### ENUNCIADO DA TAREFA
Reproduza todas as entradas abaixo, linha a linha e sem alterar nenhum caractere, omitindo as imagens.

### ENTRADAS FORNECIDAS
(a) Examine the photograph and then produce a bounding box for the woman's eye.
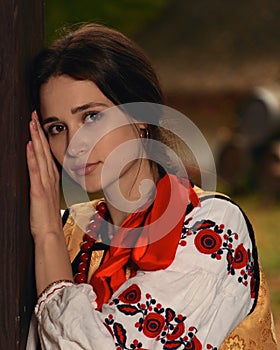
[85,112,102,123]
[48,124,65,135]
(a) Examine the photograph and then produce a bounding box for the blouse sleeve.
[36,197,258,350]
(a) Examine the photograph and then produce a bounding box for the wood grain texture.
[0,0,44,350]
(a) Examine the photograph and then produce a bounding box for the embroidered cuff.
[34,280,74,317]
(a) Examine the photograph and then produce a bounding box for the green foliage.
[45,0,168,42]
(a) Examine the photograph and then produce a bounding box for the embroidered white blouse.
[27,196,258,350]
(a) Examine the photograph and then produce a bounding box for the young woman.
[27,24,278,350]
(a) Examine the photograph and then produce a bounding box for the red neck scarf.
[90,174,199,310]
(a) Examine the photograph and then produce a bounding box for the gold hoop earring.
[140,128,150,139]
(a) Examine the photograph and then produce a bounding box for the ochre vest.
[64,193,277,350]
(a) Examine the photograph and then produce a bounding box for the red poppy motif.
[143,312,165,338]
[185,336,202,350]
[194,229,222,254]
[232,244,248,269]
[166,322,185,340]
[118,284,141,304]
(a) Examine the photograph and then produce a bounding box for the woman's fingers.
[32,111,58,177]
[30,112,59,183]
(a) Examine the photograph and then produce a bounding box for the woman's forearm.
[35,232,73,295]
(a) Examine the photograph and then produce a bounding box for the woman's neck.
[104,160,159,226]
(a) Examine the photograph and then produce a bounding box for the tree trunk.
[0,0,44,350]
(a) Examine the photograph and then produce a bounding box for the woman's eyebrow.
[42,102,109,125]
[42,117,59,125]
[71,102,109,114]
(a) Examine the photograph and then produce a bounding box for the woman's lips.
[72,162,99,176]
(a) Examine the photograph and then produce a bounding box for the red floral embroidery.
[118,284,141,304]
[182,218,258,298]
[232,244,248,269]
[143,312,165,338]
[194,229,222,254]
[105,284,202,350]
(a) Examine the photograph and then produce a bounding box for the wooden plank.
[0,0,44,349]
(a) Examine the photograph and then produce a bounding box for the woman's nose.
[66,127,89,157]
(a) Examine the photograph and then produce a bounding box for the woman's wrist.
[34,232,73,295]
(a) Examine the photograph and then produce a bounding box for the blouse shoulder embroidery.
[179,197,258,298]
[104,284,217,350]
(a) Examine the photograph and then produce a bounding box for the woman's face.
[40,75,149,193]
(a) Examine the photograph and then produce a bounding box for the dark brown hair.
[32,24,163,111]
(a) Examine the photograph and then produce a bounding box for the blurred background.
[46,0,280,340]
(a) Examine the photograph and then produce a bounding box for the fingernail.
[33,109,39,121]
[31,116,38,131]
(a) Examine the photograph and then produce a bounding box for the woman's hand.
[26,111,62,240]
[26,112,73,295]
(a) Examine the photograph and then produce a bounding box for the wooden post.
[0,0,44,350]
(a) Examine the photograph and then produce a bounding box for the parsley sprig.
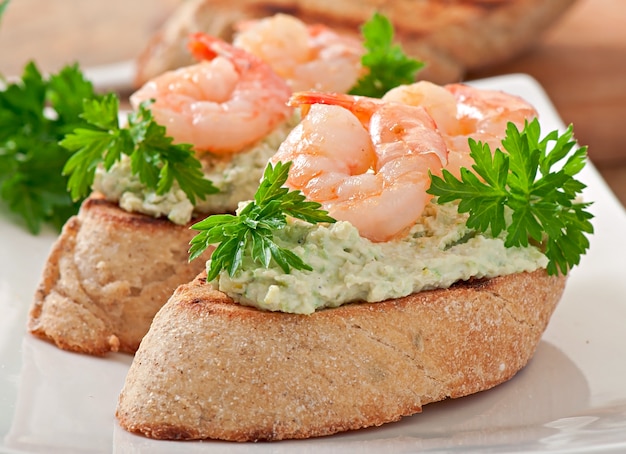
[60,94,218,203]
[428,119,593,275]
[0,62,97,234]
[350,13,424,98]
[189,162,335,281]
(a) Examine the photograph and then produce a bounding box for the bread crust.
[116,270,566,441]
[135,0,575,87]
[28,194,209,355]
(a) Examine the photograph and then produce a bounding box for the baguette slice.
[28,194,209,355]
[116,270,566,441]
[135,0,575,87]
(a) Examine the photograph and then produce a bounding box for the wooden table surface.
[0,0,626,208]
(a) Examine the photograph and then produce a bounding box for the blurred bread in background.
[134,0,575,86]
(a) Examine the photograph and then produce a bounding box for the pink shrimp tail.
[187,32,221,61]
[187,32,261,70]
[289,91,382,124]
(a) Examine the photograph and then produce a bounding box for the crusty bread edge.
[116,270,566,441]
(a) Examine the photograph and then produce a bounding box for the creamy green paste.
[207,203,548,314]
[93,116,298,224]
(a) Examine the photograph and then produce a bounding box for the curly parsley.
[428,119,593,275]
[60,94,218,203]
[0,62,97,234]
[189,162,335,281]
[350,13,424,98]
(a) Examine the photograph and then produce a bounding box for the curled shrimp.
[130,33,292,155]
[271,92,447,241]
[383,81,537,176]
[233,14,365,92]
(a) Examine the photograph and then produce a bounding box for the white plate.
[0,75,626,454]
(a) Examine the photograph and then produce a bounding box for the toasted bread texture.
[116,270,566,441]
[28,194,209,355]
[135,0,574,86]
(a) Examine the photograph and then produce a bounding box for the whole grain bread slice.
[116,270,566,441]
[28,194,209,355]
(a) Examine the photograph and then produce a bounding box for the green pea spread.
[209,203,548,314]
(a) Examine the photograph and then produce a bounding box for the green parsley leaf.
[0,61,97,234]
[60,94,218,204]
[428,119,593,274]
[350,13,424,98]
[189,162,335,281]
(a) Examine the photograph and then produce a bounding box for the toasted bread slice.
[135,0,575,86]
[28,194,209,355]
[116,270,566,441]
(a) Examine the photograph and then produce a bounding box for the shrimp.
[271,92,447,241]
[233,14,365,92]
[383,81,537,176]
[130,33,292,155]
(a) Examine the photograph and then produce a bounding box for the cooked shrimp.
[271,92,447,241]
[130,34,292,154]
[383,81,537,176]
[233,14,365,92]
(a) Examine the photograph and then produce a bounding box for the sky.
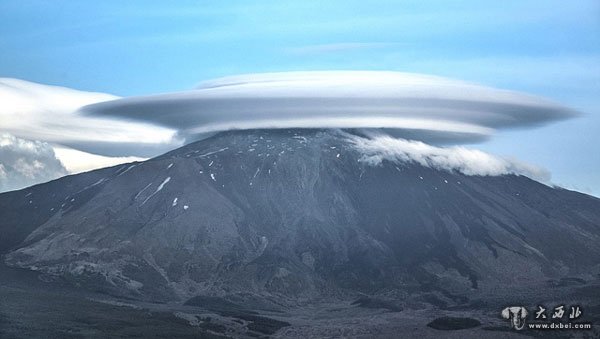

### RESPOSTA
(a) Examine the photograph and then produce a bounding box for the woman's eye.
[85,112,102,123]
[48,124,65,135]
(a) Examine the photograph and then produce a bounding box for the blouse sleeve.
[36,197,258,350]
(a) Examine the photograph and then produce a bounding box for the wood grain texture.
[0,0,44,350]
(a) Examine the photograph and then produce a bounding box for the embroidered cuff.
[34,280,74,317]
(a) Examine the photograph and then produce a bounding box for the green foliage.
[45,0,168,42]
(a) Examine the photograph and then produce a bounding box for the embroidered white blouse.
[27,196,258,350]
(a) Examine the photograph and then produce a bounding box for the young woman.
[27,24,278,350]
(a) Examine the photograph and then produce a bounding box for the red neck scarf.
[90,174,199,310]
(a) Examine the photograph and then produce a bounding box for the gold hoop earring.
[140,128,150,139]
(a) Examine the photograph and then produce a bounding box for the ochre vest.
[64,193,277,350]
(a) Examine the photograph and then produce a bounding box for the red poppy motif.
[143,312,165,338]
[185,336,202,350]
[194,229,222,254]
[232,244,248,269]
[166,322,185,340]
[118,284,141,304]
(a) Examine the photograph and then produce a bounding box for the woman's fingers.
[32,111,58,177]
[30,112,59,183]
(a) Examine the photograph and then produce a bounding box for the woman's forearm.
[35,232,73,295]
(a) Examine the photograph and then produce a bounding box for the woman's neck.
[104,160,159,226]
(a) Examine the photograph and then produce a bounding box for the tree trunk.
[0,0,44,350]
(a) Examine the photograph and then produce a bounding box for the woman's eyebrow.
[42,102,109,125]
[42,117,59,125]
[71,102,109,114]
(a) Examine the photograph and then produce a bounding box for the woman's lips.
[72,162,99,176]
(a) Examine the photograph and then produce a bounding box for the red floral embroidery.
[118,284,141,304]
[182,218,258,298]
[232,244,248,269]
[143,312,165,338]
[194,229,222,254]
[105,284,202,350]
(a) Examine the photograph and then produce a bounding box for the wooden plank.
[0,0,44,349]
(a) Examine the photograph and then produce a bounding box for the woman's nose.
[66,127,89,157]
(a) Examine the photograph and then produce a bounding box for the woman's wrist.
[34,232,73,295]
(a) Examine the photograph and then produce a bounding box for the blouse shoulder embroidery.
[179,197,258,298]
[104,284,217,350]
(a) Examine the photograph and then produce a bounding box for the woman's face.
[40,75,149,193]
(a) Examine the photograph and then produce a bounding box for the dark brown hair.
[32,24,163,111]
(a) Examine the photograph and then produce a bounding box for the blurred background.
[46,0,280,340]
(a) Examine the photograph and then produce a bounding box for the fingernail.
[33,109,39,121]
[31,116,38,131]
(a) Examine the photograph and then produce a bounding box for the woman's hand.
[26,111,62,240]
[26,112,73,295]
(a) Examine the photograph and then produce a bounding box for the wooden post.
[0,0,44,350]
(a) Examine the photograph and then produce a bounding box for the parsley sprig.
[60,94,218,203]
[428,119,593,275]
[0,62,97,234]
[350,13,424,98]
[189,162,335,281]
(a) Examine the photograph and then produce a bounding box for the bread crust.
[116,270,566,441]
[135,0,575,87]
[28,194,209,355]
(a) Examine the photograph and then produce a bounding box for the baguette slice.
[28,194,209,355]
[116,270,566,441]
[135,0,575,87]
(a) Examine the photograph and then produce a bounding box for the wooden table surface.
[0,0,626,208]
(a) Examine the photograph and then produce a bounding box for the blurred bread in background.
[134,0,575,86]
(a) Examine the photograph and then produce a bounding box for the pink shrimp tail.
[187,32,221,61]
[187,32,261,70]
[289,91,382,124]
(a) Examine the photograph and then produce a bounding box for the crusty bread edge.
[116,270,566,441]
(a) Examine the photograph and then produce a bounding box for the creamy green paste.
[207,203,548,314]
[93,116,298,224]
(a) Examine the photograph and then produce a bounding box for the curly parsley.
[428,119,593,275]
[60,94,218,203]
[0,62,97,234]
[189,162,335,281]
[350,13,424,98]
(a) Examine the photograph and then produce a bounding box for the curled shrimp.
[130,33,292,155]
[271,92,447,241]
[383,81,537,176]
[233,14,365,92]
(a) Examine the photograph and then produce a bounding box for the white plate.
[0,75,626,454]
(a) Examine the photograph and then produce a bounding box for the toasted bread texture.
[116,270,566,441]
[28,194,209,355]
[135,0,574,86]
(a) Examine the photograph and then produce a bounding box for the whole grain bread slice.
[116,270,566,441]
[28,194,209,355]
(a) Examine the photograph and then produce a bounding box for the green pea spread.
[209,203,548,314]
(a) Examine the photograph and then produce a bounding box for the green parsley leaf.
[0,61,97,234]
[60,94,218,204]
[428,119,593,274]
[350,13,424,98]
[189,162,335,281]
(a) Examine the photograph and then produce a bounding box for the toasted bread slice.
[135,0,575,86]
[28,194,209,355]
[116,270,566,441]
(a) Examine the photograph and then produce a bounding box for the shrimp.
[271,92,447,241]
[233,14,365,92]
[383,81,537,176]
[130,33,292,155]
(a) Examine the photograph and then produce a bounding box for the cooked shrimp.
[271,92,447,241]
[130,34,292,154]
[383,81,537,176]
[233,14,365,92]
(a) Examine the photograph and then produce a bounding box for the sky.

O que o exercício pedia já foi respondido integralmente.